§ Task material:

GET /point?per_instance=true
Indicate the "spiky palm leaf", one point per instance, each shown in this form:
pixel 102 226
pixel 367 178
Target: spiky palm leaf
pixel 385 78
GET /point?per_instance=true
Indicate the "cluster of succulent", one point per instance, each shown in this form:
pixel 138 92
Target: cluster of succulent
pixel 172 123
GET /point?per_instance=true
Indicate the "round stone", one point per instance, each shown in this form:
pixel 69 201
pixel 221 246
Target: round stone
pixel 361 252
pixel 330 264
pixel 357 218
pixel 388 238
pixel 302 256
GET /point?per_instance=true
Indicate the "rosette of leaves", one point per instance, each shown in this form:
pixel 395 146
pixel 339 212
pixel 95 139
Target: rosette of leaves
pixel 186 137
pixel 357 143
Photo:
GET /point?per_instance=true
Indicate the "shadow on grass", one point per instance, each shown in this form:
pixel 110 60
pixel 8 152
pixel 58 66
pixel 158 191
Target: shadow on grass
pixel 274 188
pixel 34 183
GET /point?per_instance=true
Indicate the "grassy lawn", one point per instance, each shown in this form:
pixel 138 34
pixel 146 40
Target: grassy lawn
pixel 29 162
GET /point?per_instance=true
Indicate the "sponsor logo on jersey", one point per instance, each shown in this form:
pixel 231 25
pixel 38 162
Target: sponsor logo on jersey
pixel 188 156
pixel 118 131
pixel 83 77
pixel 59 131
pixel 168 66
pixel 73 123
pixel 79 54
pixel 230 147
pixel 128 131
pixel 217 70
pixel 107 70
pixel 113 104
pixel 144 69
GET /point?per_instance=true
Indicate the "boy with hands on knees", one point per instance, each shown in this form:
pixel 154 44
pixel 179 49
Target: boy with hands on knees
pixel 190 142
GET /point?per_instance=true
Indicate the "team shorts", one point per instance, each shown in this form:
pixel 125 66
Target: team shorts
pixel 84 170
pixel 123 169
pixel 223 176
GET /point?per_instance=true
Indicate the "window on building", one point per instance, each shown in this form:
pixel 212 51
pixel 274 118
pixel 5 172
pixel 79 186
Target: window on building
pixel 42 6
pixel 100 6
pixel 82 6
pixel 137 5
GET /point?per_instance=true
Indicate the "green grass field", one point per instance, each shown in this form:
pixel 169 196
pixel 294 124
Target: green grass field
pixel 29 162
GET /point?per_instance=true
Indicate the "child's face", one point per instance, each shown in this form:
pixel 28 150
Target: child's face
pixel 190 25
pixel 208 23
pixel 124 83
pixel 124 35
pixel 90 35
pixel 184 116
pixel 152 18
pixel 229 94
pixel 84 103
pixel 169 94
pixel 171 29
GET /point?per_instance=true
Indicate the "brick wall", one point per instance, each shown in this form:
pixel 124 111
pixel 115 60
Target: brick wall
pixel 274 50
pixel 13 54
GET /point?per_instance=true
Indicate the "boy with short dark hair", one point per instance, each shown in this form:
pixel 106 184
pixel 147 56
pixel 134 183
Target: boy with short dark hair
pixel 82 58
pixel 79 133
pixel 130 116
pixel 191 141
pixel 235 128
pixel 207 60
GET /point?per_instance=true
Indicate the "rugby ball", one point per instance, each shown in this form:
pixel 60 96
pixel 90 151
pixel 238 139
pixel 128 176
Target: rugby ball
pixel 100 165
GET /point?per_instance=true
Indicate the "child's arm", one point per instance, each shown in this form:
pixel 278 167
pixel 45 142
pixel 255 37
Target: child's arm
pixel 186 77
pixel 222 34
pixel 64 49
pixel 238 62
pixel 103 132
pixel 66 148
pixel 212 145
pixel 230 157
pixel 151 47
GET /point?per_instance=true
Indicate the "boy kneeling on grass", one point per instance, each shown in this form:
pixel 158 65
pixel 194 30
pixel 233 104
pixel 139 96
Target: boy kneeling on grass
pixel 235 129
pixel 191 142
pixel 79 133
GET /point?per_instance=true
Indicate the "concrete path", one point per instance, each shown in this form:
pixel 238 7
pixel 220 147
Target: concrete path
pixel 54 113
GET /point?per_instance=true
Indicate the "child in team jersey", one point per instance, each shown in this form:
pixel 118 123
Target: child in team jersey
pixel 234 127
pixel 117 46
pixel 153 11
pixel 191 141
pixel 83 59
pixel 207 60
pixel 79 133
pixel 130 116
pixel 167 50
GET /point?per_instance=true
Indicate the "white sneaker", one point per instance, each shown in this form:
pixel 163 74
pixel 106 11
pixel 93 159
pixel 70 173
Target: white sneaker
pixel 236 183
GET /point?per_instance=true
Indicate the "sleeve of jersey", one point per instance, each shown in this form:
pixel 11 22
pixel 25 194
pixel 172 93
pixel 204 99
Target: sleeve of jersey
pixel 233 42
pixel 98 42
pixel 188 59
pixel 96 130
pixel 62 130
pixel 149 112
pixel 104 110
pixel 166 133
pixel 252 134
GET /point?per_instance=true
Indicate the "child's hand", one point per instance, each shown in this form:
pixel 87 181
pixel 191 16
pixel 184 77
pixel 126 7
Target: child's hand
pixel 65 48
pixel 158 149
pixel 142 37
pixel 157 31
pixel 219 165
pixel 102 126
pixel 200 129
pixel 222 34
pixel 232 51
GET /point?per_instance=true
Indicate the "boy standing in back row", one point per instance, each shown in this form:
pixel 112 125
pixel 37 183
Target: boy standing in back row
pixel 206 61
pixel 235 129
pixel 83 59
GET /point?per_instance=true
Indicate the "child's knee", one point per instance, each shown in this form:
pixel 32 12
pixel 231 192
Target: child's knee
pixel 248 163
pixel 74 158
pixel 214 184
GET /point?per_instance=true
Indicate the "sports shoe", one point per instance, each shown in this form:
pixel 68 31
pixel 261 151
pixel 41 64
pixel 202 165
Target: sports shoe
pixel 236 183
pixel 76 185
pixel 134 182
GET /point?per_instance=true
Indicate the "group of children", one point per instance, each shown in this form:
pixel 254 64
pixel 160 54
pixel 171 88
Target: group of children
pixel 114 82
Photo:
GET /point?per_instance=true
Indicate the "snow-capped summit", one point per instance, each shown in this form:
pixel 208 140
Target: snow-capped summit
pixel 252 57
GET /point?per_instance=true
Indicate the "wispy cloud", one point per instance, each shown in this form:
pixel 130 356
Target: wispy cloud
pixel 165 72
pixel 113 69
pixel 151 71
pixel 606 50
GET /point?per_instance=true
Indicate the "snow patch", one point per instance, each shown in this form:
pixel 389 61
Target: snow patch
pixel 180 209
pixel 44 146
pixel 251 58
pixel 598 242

§ Your task: From the first line above through the line that contains "pixel 221 246", quote each line exactly. Output nothing more.

§ Result of this task:
GET /point?per_instance=true
Indicate the "spiky palm leaf", one point per instance, each shown in this form:
pixel 102 226
pixel 367 178
Target: spiky palm leaf
pixel 385 78
GET /point?per_instance=true
Indicate the "cluster of succulent", one point per instance, each shown in this form:
pixel 138 92
Target: cluster of succulent
pixel 172 123
GET /point?per_instance=true
Indicate the "round stone", one point per instance, each shown in this form:
pixel 69 201
pixel 221 246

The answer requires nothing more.